_Exercise goal_: Return the data below unchanged, without images.
** Opening Entries shown block **
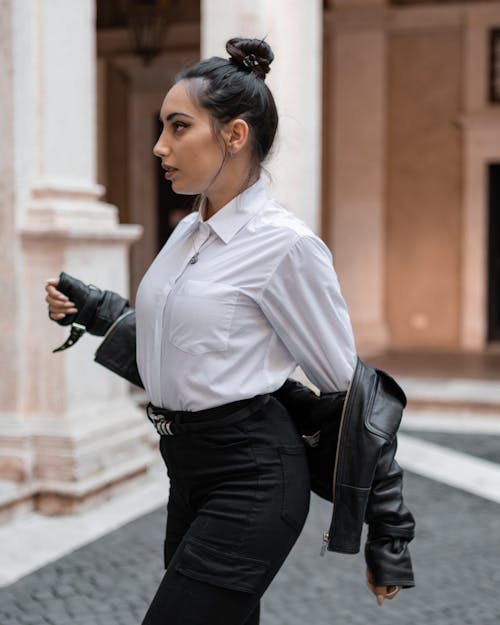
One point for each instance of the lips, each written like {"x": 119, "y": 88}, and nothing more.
{"x": 169, "y": 170}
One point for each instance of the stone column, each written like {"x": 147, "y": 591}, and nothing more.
{"x": 294, "y": 30}
{"x": 356, "y": 153}
{"x": 480, "y": 125}
{"x": 80, "y": 432}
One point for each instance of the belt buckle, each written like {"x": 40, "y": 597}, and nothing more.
** Closing Entries shown block **
_Written solution_:
One point for each instance of the lips, each written like {"x": 119, "y": 88}, and nothing more.
{"x": 169, "y": 170}
One point for each instance of the stone column, each written like {"x": 147, "y": 591}, and nothing more.
{"x": 294, "y": 30}
{"x": 356, "y": 153}
{"x": 480, "y": 125}
{"x": 80, "y": 432}
One point for each instance of the belt buckle, each written like {"x": 40, "y": 597}, and nothing more.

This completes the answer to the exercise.